◆ **DESCRIPTION OF THE TASK**
Extract, exactly as written, the line that contains "the green field" and all lines after it through the end of the records. Omit pictures.

◆ **RECORDS**
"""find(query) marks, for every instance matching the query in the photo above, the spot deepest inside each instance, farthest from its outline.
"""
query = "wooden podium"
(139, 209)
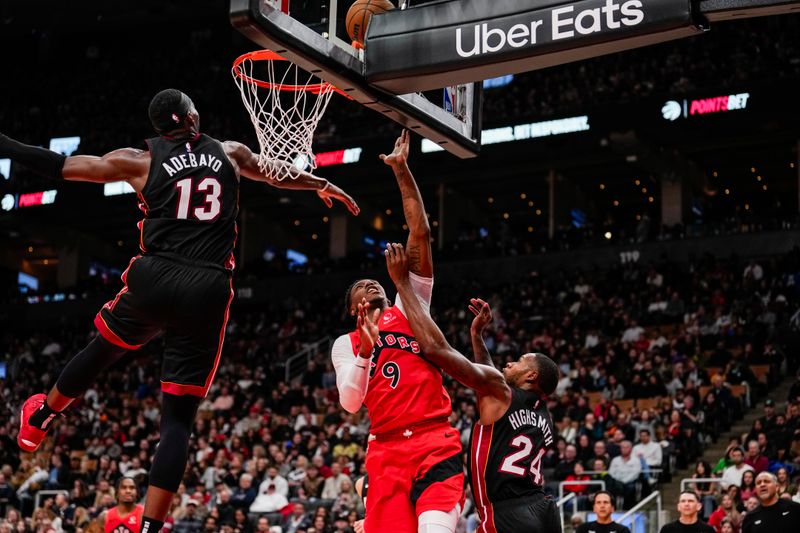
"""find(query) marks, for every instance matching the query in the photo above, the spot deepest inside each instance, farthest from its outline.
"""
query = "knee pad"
(439, 521)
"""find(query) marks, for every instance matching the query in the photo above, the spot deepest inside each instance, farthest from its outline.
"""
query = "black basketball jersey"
(506, 457)
(190, 201)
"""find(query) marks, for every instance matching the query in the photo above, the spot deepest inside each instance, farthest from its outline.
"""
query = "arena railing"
(686, 481)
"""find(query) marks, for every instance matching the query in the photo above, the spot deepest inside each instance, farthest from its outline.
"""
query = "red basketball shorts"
(409, 475)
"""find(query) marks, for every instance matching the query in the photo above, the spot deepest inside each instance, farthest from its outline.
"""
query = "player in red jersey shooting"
(515, 429)
(414, 457)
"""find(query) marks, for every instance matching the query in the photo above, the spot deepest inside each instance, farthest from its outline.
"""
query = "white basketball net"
(285, 109)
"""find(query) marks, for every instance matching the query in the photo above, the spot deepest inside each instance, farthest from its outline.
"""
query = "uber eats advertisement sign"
(554, 24)
(475, 39)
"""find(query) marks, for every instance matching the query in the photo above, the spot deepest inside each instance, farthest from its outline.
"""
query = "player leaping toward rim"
(414, 457)
(515, 428)
(181, 284)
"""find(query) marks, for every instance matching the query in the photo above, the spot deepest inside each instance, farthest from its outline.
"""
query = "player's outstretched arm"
(419, 231)
(483, 317)
(299, 179)
(485, 380)
(124, 164)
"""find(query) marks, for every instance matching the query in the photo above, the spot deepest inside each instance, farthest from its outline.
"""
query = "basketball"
(359, 14)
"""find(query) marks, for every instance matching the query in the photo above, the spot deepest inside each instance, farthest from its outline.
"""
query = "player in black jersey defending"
(515, 429)
(181, 283)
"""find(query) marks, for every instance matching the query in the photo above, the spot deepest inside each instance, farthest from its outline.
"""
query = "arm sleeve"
(352, 374)
(423, 288)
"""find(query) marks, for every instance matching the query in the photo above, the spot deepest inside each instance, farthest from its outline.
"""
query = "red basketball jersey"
(404, 388)
(130, 523)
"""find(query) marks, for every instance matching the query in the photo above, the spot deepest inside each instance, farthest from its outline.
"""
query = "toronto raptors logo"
(398, 341)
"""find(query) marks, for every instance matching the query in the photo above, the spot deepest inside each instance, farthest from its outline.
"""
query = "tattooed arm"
(418, 246)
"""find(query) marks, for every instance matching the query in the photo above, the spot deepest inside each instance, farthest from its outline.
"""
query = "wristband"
(40, 160)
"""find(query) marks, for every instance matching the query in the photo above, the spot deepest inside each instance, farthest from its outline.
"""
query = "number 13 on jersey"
(212, 206)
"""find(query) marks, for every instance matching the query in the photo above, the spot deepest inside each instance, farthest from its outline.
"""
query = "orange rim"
(269, 55)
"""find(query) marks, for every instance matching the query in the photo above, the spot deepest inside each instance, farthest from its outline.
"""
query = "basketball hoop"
(285, 109)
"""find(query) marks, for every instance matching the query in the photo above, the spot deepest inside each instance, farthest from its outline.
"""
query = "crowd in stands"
(657, 360)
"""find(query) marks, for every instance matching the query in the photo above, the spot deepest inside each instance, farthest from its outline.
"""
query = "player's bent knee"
(439, 521)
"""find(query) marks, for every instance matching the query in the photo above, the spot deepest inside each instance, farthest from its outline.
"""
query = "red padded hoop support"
(269, 55)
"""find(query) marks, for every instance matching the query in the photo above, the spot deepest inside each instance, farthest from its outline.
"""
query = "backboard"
(311, 37)
(458, 43)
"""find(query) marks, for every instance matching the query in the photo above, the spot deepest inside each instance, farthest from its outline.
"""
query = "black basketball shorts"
(189, 304)
(532, 514)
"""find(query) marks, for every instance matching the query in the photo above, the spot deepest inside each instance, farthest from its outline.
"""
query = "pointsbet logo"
(553, 25)
(673, 109)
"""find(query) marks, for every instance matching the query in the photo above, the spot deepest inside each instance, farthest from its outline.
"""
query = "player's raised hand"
(482, 312)
(367, 326)
(396, 262)
(399, 155)
(332, 192)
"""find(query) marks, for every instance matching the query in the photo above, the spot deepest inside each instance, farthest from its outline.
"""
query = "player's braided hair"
(548, 373)
(168, 110)
(347, 298)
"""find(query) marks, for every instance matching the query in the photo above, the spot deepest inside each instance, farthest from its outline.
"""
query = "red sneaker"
(29, 437)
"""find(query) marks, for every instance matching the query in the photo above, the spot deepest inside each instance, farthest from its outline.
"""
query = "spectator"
(726, 510)
(240, 521)
(244, 495)
(347, 500)
(688, 522)
(333, 485)
(269, 500)
(625, 470)
(705, 490)
(274, 478)
(755, 460)
(733, 474)
(648, 450)
(296, 520)
(748, 486)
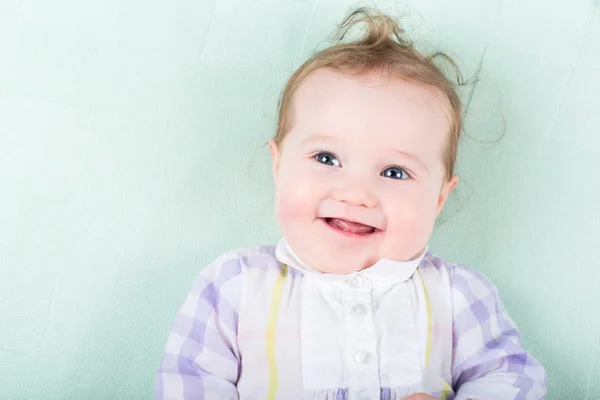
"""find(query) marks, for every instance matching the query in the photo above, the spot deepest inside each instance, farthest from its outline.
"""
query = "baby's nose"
(355, 195)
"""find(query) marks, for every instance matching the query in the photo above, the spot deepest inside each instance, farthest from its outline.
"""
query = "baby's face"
(360, 176)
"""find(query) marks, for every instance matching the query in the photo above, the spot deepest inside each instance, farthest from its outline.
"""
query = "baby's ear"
(275, 155)
(447, 188)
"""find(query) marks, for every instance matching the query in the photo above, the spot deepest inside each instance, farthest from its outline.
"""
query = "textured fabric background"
(131, 155)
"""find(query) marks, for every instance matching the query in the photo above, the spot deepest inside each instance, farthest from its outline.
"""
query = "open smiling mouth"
(350, 226)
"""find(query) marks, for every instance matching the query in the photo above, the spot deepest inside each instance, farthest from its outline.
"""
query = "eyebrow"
(316, 138)
(412, 157)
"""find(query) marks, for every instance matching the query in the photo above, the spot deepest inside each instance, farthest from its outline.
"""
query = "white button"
(362, 357)
(358, 311)
(355, 282)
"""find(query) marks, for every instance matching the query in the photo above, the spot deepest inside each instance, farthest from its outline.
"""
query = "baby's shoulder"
(242, 260)
(458, 275)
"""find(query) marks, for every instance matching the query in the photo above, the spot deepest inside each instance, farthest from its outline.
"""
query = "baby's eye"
(395, 173)
(327, 158)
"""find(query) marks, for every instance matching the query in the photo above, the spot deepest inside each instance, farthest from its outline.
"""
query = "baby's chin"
(342, 265)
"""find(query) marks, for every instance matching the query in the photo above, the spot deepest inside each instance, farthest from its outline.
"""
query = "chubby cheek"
(295, 199)
(410, 223)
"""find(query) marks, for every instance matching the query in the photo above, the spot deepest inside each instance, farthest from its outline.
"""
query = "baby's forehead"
(333, 101)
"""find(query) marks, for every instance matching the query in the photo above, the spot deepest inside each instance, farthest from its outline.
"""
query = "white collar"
(383, 271)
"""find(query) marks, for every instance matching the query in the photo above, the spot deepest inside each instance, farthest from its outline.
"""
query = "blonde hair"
(383, 48)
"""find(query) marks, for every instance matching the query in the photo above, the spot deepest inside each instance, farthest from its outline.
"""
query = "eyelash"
(325, 153)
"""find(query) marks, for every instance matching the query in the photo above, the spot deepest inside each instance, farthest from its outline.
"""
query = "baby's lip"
(355, 221)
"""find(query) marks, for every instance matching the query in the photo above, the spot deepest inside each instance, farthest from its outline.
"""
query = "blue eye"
(327, 158)
(395, 173)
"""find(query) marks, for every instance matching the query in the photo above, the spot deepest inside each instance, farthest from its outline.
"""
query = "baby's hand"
(419, 396)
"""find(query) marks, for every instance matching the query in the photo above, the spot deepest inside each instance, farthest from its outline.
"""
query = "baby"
(350, 304)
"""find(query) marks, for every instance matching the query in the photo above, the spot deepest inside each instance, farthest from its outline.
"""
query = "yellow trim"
(445, 391)
(270, 333)
(429, 327)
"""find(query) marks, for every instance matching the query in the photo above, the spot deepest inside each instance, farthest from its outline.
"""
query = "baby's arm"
(201, 358)
(488, 361)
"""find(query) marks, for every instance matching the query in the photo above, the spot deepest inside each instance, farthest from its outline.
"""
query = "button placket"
(361, 338)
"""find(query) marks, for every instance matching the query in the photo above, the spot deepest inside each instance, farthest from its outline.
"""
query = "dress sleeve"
(488, 360)
(201, 359)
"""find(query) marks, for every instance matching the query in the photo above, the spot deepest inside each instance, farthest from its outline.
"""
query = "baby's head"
(364, 152)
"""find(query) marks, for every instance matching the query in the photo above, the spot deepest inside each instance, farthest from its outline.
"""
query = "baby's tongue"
(353, 227)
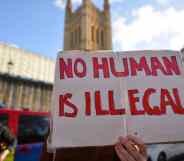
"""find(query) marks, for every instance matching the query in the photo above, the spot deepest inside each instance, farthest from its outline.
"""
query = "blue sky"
(37, 25)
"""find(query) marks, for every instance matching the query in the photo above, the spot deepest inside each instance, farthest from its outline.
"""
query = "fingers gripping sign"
(131, 149)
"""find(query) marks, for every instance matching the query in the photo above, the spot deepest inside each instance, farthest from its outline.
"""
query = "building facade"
(87, 28)
(26, 79)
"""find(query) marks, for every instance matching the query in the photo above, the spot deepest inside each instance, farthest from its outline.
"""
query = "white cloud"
(163, 2)
(150, 29)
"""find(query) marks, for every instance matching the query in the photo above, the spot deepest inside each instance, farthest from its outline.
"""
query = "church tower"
(87, 28)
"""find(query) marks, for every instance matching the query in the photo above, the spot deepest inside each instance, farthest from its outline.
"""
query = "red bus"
(30, 129)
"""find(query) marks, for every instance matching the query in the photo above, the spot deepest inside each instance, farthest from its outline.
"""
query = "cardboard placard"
(100, 96)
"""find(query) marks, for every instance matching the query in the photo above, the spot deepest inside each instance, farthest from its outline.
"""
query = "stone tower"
(87, 28)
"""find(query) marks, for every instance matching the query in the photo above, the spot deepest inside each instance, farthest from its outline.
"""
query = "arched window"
(93, 33)
(76, 37)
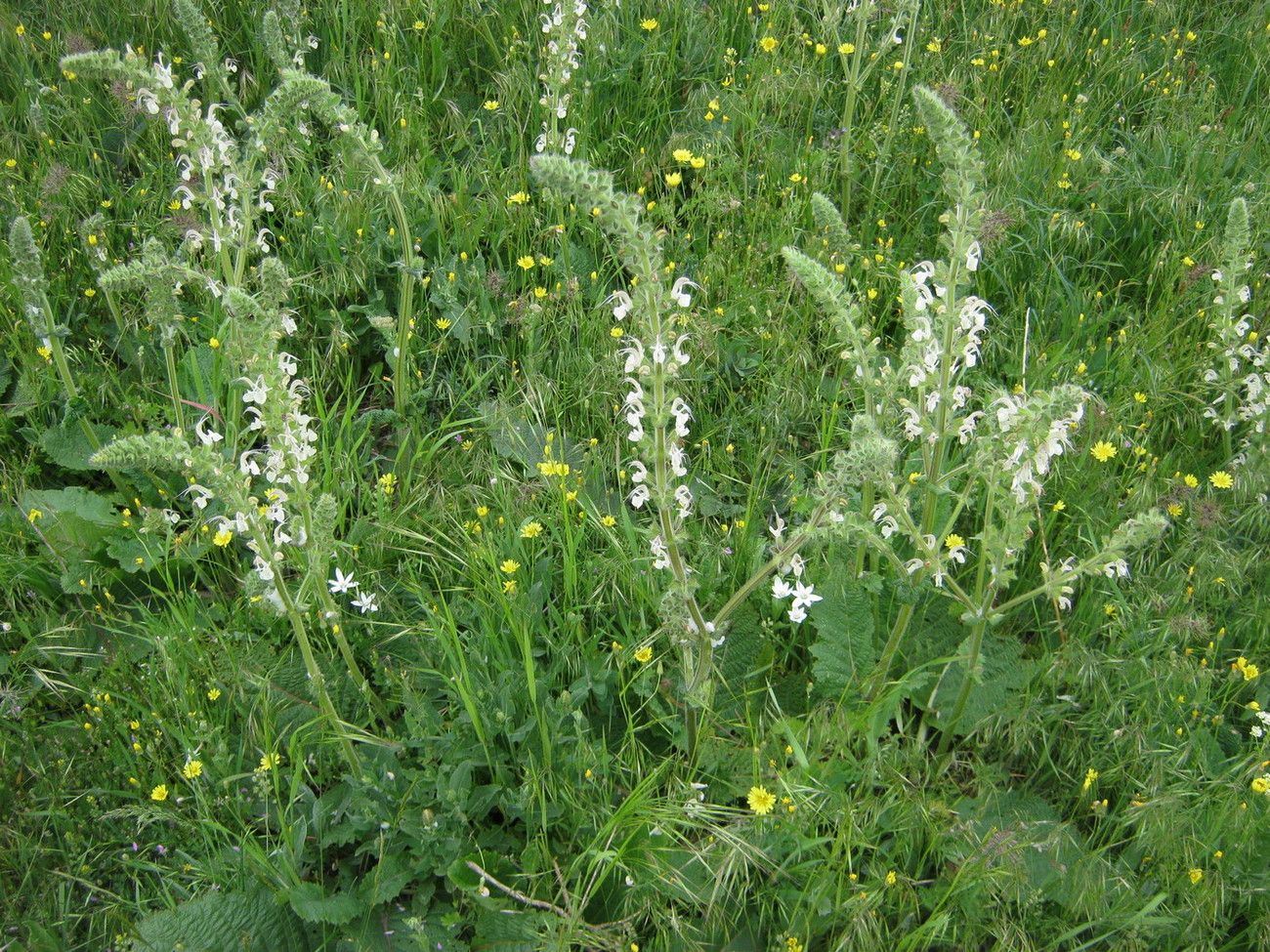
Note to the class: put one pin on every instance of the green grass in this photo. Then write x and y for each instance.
(520, 727)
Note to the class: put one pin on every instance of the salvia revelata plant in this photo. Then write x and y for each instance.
(566, 26)
(1240, 379)
(228, 179)
(983, 457)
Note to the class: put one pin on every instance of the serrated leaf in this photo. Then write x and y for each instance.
(312, 904)
(71, 502)
(386, 880)
(223, 922)
(843, 647)
(67, 445)
(740, 651)
(72, 520)
(1024, 833)
(1002, 672)
(132, 555)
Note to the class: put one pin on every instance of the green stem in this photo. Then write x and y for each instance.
(316, 676)
(405, 296)
(849, 109)
(983, 596)
(173, 389)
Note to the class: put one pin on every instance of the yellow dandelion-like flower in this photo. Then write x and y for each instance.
(761, 800)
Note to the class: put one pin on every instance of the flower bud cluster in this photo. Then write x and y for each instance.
(566, 26)
(1240, 379)
(28, 275)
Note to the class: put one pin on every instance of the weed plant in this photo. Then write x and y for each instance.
(550, 476)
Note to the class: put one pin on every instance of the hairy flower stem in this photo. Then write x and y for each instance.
(317, 678)
(847, 123)
(935, 458)
(883, 161)
(773, 563)
(173, 389)
(405, 296)
(983, 596)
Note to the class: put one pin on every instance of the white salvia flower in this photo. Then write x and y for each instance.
(966, 430)
(714, 642)
(342, 583)
(804, 596)
(681, 356)
(634, 354)
(206, 435)
(1117, 567)
(684, 499)
(258, 392)
(912, 423)
(658, 352)
(147, 100)
(199, 495)
(682, 297)
(163, 72)
(682, 414)
(623, 305)
(678, 458)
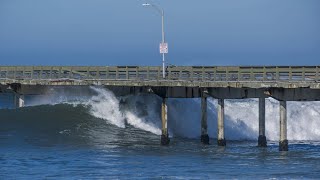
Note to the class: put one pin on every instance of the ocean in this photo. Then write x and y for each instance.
(75, 135)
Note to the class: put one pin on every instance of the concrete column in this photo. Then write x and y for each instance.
(204, 126)
(283, 143)
(164, 117)
(18, 101)
(221, 139)
(262, 140)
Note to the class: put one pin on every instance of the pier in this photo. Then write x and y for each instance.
(283, 83)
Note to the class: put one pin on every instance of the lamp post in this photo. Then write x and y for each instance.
(163, 45)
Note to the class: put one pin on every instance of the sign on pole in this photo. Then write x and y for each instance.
(163, 48)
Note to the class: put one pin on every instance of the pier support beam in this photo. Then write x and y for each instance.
(204, 126)
(164, 117)
(221, 139)
(262, 140)
(283, 143)
(18, 101)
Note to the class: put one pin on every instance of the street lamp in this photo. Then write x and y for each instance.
(163, 45)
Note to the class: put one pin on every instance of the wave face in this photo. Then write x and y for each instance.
(72, 113)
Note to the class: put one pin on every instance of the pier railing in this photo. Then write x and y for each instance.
(173, 73)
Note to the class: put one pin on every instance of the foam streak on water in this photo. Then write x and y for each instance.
(241, 116)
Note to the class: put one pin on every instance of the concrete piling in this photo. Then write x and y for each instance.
(283, 143)
(221, 139)
(262, 140)
(204, 126)
(165, 140)
(18, 100)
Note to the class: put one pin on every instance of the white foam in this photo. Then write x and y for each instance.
(241, 116)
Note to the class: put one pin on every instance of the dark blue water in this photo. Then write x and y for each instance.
(66, 142)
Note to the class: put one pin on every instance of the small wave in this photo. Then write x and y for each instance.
(143, 112)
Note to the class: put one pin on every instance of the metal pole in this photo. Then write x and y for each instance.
(163, 40)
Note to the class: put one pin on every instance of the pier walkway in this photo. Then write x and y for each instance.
(284, 83)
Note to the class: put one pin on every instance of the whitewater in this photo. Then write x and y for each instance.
(142, 111)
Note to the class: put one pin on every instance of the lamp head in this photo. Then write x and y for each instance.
(146, 4)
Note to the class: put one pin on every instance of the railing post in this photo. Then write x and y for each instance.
(203, 74)
(41, 72)
(148, 73)
(14, 73)
(51, 72)
(264, 74)
(227, 74)
(317, 73)
(107, 72)
(127, 73)
(60, 71)
(290, 73)
(70, 73)
(277, 74)
(88, 72)
(191, 74)
(117, 72)
(137, 73)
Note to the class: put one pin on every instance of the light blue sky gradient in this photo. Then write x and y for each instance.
(122, 32)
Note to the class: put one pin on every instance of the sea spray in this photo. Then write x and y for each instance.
(142, 111)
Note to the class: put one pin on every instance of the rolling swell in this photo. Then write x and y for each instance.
(102, 118)
(63, 125)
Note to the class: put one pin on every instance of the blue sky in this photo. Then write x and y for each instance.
(122, 32)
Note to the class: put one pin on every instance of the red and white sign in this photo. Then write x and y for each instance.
(163, 48)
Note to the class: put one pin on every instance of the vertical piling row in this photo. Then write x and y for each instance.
(221, 139)
(204, 126)
(283, 143)
(262, 140)
(165, 140)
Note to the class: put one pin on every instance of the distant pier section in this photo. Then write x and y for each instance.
(284, 83)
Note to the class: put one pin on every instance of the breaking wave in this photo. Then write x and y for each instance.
(142, 112)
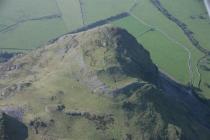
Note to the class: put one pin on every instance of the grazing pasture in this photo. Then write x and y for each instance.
(30, 24)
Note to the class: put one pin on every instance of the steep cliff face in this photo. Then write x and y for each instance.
(99, 84)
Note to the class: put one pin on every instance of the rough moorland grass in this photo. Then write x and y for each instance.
(160, 48)
(194, 14)
(149, 14)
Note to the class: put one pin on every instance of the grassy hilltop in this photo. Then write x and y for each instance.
(99, 84)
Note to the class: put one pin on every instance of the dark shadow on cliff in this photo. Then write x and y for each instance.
(14, 129)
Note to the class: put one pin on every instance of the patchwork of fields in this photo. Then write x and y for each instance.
(29, 24)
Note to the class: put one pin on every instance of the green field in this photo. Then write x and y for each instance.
(169, 47)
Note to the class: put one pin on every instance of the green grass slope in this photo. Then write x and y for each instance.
(99, 84)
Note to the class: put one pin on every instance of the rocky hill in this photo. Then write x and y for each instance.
(99, 84)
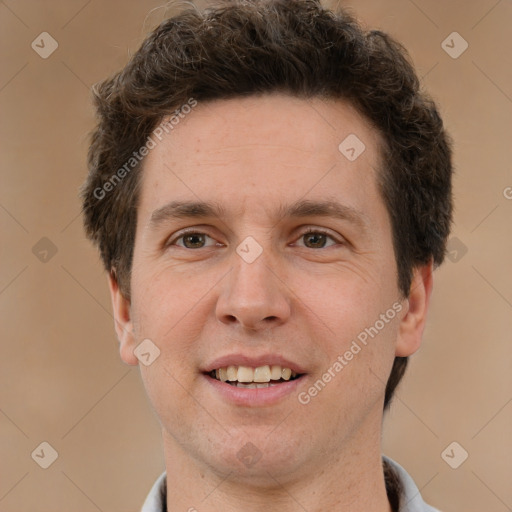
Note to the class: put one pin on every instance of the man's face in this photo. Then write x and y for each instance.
(247, 285)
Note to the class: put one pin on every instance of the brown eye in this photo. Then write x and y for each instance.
(193, 240)
(315, 239)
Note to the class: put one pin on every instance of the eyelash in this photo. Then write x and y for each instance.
(195, 232)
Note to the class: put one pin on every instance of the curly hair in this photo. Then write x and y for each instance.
(296, 47)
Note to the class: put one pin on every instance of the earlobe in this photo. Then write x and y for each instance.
(413, 322)
(122, 321)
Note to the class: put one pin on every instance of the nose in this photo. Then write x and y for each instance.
(253, 295)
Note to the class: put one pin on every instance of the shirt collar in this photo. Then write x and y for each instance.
(410, 500)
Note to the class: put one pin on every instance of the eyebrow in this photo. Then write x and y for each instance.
(302, 208)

◆ **WRITTEN SOLUTION**
Note to the class: put one pin on every instance of the green field in this photo. Then write x and y for each instance.
(169, 47)
Note to the class: put one pin on every instance of the green grass slope in this photo. Then write x and y for each instance.
(99, 84)
Note to the class: put one pin on every instance of the rocky hill in this photo. Then write x and y for each instance.
(99, 84)
Note to the class: put one pin on every instance of the man's face in this photo. Then write x and y for each instance.
(247, 285)
Note to the class: put one pin on every instance of the brown eye in this photo. Then write x and y for each instance.
(193, 240)
(315, 239)
Note to the class: put one pin on every instance of the eyelash in this photo. Then write x and y for each instance.
(195, 232)
Note to the class: put one pin on every instance of the curly hair in this photo. Then write x and y for each instance.
(296, 47)
Note to the class: put one pin on every instance of the earlobe in this photo. Then write x and y for each instance.
(413, 322)
(122, 321)
Note to the class: put one pin on every instance of the nose in this photo. Then write x and y for each instance.
(253, 295)
Note to the class: put one pin on every instance of the shirt collar in this photo. Then write x and y for each instance.
(410, 500)
Note to the class: put one pin on every instance of the eyebrow in this photo. Then write x and y for each instance.
(302, 208)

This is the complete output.